(Materials provided Opens)

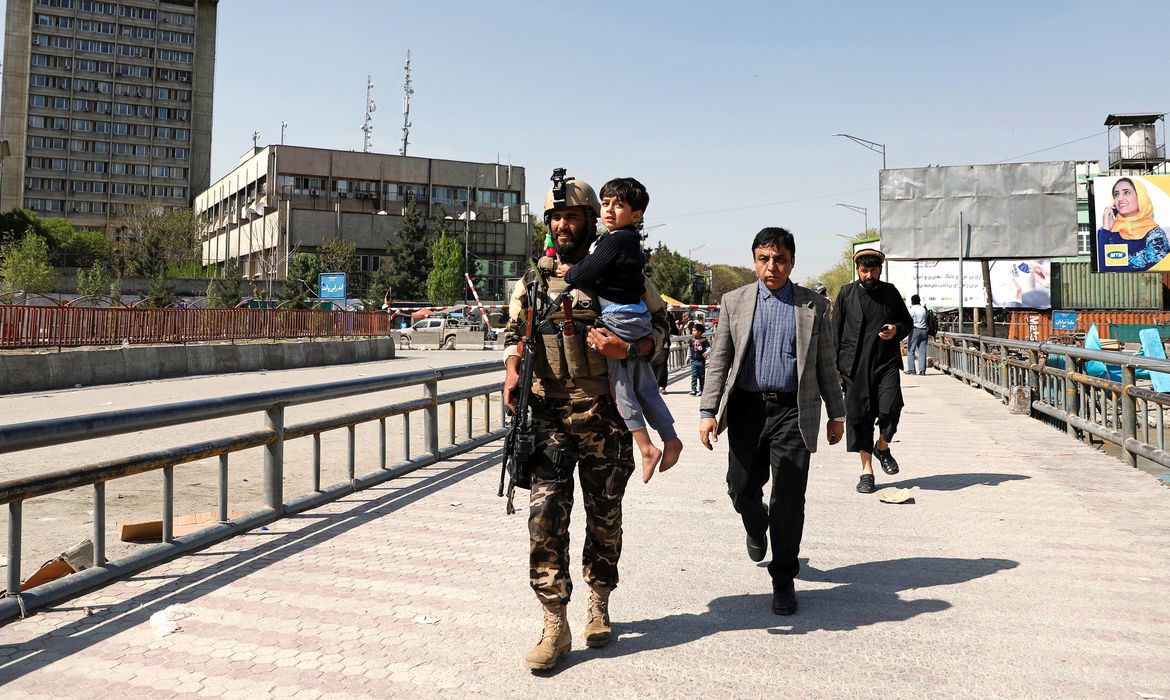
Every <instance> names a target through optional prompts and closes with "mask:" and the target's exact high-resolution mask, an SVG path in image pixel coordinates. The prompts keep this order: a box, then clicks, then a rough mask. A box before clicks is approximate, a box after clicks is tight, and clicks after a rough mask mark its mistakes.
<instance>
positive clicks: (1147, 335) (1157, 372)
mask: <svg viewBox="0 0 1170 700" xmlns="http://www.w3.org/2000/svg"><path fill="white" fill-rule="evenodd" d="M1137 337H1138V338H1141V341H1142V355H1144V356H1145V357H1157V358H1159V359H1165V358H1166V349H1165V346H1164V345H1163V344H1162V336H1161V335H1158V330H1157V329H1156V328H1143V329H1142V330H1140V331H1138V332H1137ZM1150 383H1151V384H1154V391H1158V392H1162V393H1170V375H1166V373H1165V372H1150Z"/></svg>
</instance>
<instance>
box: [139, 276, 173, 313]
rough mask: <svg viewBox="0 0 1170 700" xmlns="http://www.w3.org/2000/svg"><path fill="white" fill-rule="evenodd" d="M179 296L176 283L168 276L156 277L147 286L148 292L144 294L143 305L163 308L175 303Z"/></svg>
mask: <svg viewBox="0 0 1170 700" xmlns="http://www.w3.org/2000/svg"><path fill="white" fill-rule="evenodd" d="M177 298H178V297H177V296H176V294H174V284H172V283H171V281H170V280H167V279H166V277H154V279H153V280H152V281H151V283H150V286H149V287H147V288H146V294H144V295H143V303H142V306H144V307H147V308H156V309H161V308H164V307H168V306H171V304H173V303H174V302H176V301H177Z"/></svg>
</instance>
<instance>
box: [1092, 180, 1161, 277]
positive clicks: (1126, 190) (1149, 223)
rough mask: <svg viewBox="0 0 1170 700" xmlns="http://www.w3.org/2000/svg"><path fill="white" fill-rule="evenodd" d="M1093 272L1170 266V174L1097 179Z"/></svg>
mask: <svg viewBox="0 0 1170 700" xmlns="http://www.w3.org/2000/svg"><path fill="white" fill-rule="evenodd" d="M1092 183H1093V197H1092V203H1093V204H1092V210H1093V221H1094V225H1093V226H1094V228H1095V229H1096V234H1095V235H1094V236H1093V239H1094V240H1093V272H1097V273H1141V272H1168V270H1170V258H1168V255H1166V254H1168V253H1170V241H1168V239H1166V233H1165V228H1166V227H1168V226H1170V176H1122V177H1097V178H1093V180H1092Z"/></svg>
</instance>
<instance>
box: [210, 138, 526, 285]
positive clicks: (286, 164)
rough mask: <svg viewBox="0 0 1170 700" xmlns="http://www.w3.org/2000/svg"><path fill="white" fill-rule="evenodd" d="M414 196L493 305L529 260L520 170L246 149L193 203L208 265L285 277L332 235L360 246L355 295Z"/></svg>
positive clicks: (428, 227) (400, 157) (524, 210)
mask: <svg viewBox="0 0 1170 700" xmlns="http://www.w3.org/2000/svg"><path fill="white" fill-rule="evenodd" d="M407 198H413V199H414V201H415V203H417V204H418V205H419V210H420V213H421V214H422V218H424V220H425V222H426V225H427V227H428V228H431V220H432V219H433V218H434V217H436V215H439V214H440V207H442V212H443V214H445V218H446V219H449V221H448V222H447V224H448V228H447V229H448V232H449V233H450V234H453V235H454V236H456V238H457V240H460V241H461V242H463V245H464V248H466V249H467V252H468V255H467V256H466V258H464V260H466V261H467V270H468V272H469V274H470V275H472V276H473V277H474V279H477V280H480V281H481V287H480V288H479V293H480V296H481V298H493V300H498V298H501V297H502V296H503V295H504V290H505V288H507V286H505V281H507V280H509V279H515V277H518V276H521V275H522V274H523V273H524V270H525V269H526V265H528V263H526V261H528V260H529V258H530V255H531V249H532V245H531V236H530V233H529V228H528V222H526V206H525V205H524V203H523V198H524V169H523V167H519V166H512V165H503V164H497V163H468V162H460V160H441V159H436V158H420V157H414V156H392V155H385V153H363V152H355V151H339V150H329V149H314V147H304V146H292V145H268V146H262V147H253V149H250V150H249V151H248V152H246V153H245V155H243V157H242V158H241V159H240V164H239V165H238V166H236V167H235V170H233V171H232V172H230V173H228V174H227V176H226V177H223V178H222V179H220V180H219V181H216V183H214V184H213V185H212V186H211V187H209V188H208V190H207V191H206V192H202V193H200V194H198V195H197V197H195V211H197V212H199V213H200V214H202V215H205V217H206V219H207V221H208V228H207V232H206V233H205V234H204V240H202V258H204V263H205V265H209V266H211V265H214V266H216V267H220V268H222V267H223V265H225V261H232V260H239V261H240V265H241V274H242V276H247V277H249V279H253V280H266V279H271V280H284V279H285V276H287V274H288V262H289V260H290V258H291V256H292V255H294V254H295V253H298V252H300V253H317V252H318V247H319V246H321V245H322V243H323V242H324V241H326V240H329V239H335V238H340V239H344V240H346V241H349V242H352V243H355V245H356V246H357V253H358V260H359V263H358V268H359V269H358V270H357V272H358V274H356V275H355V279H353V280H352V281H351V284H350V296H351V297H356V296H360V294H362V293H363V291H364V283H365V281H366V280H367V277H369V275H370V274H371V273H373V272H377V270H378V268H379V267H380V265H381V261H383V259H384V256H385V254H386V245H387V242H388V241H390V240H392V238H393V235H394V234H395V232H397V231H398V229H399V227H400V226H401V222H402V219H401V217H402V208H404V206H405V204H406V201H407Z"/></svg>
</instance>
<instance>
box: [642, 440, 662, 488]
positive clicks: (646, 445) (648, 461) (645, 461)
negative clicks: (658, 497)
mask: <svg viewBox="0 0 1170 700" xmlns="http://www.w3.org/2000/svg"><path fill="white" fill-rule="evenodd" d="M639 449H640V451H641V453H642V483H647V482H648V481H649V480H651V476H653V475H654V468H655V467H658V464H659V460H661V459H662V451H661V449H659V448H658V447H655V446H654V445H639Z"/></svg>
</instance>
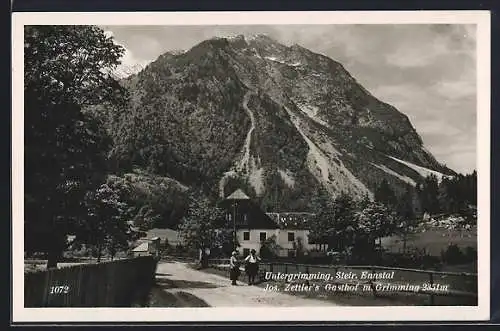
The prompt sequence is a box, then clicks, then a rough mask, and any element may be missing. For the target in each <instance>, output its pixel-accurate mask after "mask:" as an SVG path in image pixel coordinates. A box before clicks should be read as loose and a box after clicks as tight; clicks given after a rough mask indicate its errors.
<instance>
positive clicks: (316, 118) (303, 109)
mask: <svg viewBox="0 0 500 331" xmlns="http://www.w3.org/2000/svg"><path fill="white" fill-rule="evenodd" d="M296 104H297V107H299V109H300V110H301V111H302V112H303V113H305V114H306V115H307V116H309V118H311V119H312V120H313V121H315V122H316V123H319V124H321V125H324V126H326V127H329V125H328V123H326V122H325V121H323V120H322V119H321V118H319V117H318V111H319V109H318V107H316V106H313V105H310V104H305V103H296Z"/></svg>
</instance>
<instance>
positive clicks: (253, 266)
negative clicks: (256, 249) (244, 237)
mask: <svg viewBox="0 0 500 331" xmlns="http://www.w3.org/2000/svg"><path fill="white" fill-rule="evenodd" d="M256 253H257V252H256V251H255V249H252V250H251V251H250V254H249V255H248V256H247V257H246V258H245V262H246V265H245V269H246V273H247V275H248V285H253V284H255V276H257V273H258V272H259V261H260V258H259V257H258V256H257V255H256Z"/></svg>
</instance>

(Materials provided Closes)

Begin with the line above that has "box: [210, 138, 526, 285]" and continue through the line that has "196L493 305L529 260L520", setting each one down exactly. Stop there.

■ Solution ■
box: [210, 138, 526, 285]
positive clicks: (286, 164)
rough mask: <svg viewBox="0 0 1170 700" xmlns="http://www.w3.org/2000/svg"><path fill="white" fill-rule="evenodd" d="M414 196L493 305L529 260L520 170L246 149L193 203L208 265L285 277L332 235L360 246L355 295Z"/></svg>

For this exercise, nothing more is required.